*Passage to read*
Segment Open

It’s an attractive premise for Bong’s brand of tightly orchestrated slapstick, with plenty room to apply a coat of ironic existential panic to the mundanity of a crap job, but the story is not originally Bong’s—Mickey 17 is adapted from a novel by American author Edward Ashton (titled “Mickey7”—that’s 10 less Mickeys). Mickey the 17th soon finds himself in an interstellar powder keg after a new, meaner version of him is printed before anyone confirms 17 has died, and the Multiple Mickeys must collaborate to thwart their fascist, self-obsessed leader Kenneth Marshall (Mark Ruffalo, basically doing Trump) wiping out the wriggly, tardigrade-like native inhabitants of their icy new planet.
But somewhere between the stuttering narrative momentum and the project’s massive scale and resources (budgeted around $118 million), the focus and clarity of how Bong diagnoses social and political malaise has been compromised—a flaw that’s exasperated by Mickey 17 refusing to complicate its planetary colonialism story beyond what we expect from an episode of Star Trek or Doctor Who.
Still, you won’t find Robert Pattinson on a list of Mickey 17’s faults. The incumbent Batman relishes the opportunity to be treated like a ragdoll for two hours: he’s dropped, tossed, maimed, zapped, poisoned, and incinerated with an increasing existential numbness. It’s not a pleasant life by any means—the joy of having a forthcoming but affectionate girlfriend Nasha (Naomi Ackie) is countered by his manipulative and selfish best friend Timo (Steven Yeun)—but what irritates Mickey most are the ignorant, invasive inquiries of, “What’s it like to die?” It’s an especially tone deaf question seeing as these same people don’t treat him as anything but disposable—Bong and Ashton recognize that, within a rigid capitalist structure, immortality is only a blessing if you have a say in how it is used, otherwise it’s ripe for exploitation.
Mickey 17 is full of expert line deliveries, physical comedy punchlines, and the tonal whiplash of snark and heart that Bong has carved a niche in, but after Mickey 17.0 is cucked by his new “multiple”, the film starts stumbling with increased frequency. More than once, the film resolves an exciting source of conflict to leap forward to the next act. We rush over key promises of the premise (why emphasise how the multiple Mickeys could coexist in secret if you’re not going to show it?), instead lingering in static scenes packed with too much dialogue that either belabours plotting or the same few character tenets. At 135 minutes, Bong extends his film’s lifespan just to make costly errors again and again.

Segment Closed

Rewrite the part of the Mickey 17 review starting at "Still, you won’t" and ending at "ripe for exploitation.", and swap "ragdoll" for "punching bag". The records that follow come from a separate source.

*Excerpted records*
Segment Open

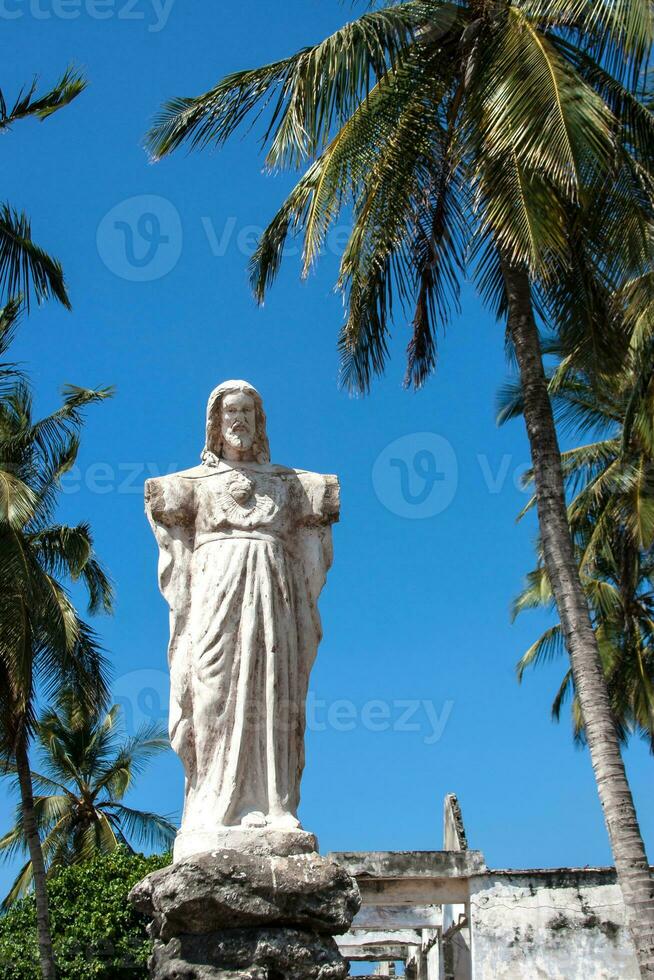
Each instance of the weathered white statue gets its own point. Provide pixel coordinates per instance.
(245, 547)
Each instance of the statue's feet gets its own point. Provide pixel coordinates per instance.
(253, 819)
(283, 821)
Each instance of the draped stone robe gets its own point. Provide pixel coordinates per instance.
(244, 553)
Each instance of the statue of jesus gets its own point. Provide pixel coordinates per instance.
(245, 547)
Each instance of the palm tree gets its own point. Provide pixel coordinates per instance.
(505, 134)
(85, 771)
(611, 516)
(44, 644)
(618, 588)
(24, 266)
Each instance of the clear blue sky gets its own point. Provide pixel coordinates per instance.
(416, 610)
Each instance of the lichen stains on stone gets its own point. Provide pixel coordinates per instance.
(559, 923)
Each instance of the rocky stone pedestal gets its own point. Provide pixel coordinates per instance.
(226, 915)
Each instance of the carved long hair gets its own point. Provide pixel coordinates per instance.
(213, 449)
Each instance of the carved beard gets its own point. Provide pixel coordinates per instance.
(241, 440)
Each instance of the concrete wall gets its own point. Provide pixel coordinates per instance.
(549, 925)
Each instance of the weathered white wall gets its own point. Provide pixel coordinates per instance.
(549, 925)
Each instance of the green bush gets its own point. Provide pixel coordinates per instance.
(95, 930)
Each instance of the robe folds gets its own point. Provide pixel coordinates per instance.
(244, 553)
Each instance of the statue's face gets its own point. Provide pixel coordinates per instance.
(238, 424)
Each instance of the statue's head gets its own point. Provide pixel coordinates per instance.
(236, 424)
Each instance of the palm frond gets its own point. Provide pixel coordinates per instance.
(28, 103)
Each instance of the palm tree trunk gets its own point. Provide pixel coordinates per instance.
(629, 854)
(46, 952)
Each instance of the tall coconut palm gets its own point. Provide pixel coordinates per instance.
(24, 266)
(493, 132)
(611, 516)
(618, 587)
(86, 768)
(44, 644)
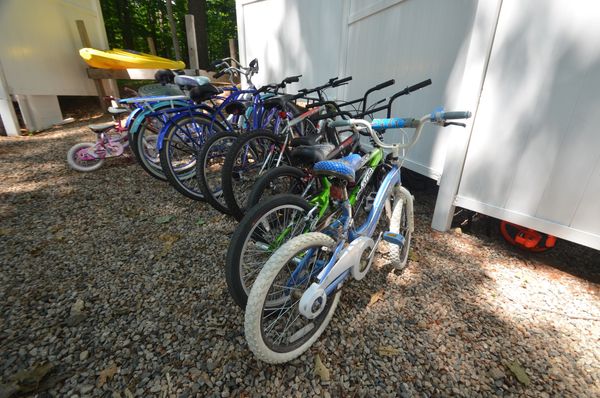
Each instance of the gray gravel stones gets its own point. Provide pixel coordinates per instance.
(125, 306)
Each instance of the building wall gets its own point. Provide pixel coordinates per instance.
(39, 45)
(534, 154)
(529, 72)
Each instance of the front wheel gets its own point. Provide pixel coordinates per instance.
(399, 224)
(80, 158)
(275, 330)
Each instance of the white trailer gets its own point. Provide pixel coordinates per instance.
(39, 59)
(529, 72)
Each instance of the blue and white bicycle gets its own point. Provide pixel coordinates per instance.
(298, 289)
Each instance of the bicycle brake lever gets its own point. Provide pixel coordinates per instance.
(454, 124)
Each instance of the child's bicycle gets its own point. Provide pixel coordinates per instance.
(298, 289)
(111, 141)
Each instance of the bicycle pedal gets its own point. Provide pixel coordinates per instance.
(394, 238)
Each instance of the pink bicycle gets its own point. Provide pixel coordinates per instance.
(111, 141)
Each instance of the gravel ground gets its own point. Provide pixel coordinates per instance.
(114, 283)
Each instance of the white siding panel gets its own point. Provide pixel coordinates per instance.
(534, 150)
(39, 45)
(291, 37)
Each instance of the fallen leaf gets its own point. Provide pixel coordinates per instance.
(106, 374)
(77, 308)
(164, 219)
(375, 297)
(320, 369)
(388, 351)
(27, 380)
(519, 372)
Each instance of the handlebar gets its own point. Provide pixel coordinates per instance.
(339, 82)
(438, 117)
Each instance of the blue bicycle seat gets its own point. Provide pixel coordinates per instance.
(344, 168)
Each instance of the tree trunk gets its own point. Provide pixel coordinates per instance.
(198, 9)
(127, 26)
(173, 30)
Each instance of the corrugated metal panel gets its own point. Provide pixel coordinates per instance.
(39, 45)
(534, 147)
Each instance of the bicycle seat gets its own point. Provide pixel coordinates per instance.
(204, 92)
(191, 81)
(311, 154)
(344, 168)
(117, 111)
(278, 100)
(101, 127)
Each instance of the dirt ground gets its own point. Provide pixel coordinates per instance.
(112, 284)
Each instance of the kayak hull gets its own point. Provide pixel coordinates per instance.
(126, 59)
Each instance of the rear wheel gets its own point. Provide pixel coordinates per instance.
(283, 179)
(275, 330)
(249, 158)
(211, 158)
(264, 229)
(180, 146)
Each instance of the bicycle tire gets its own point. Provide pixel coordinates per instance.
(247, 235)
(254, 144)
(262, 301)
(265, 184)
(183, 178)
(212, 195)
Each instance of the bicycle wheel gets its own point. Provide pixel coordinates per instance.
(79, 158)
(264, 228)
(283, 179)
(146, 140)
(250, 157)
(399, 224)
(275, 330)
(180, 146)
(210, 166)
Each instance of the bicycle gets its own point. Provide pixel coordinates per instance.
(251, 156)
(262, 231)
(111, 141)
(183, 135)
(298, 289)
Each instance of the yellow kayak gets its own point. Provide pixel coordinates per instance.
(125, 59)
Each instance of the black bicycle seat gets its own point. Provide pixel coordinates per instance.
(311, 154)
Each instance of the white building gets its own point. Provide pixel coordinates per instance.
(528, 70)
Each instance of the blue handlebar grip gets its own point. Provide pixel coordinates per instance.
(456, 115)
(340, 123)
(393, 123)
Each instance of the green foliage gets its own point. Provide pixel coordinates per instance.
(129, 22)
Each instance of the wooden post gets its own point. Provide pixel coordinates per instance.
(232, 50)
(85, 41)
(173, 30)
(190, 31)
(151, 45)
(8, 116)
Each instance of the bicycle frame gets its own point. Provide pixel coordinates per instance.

Segment Closed

*Solved exercise*
Still, you won’t find Robert Pattinson on a list of Mickey 17’s faults. The incumbent Batman relishes the opportunity to be treated like a punching bag for two hours: he’s dropped, tossed, maimed, zapped, poisoned, and incinerated with an increasing existential numbness. It’s not a pleasant life by any means—the joy of having a forthcoming but affectionate girlfriend Nasha (Naomi Ackie) is countered by his manipulative and selfish best friend Timo (Steven Yeun)—but what irritates Mickey most are the ignorant, invasive inquiries of, “What’s it like to die?” It’s an especially tone deaf question seeing as these same people don’t treat him as anything but disposable—Bong and Ashton recognize that, within a rigid capitalist structure, immortality is only a blessing if you have a say in how it is used, otherwise it’s ripe for exploitation.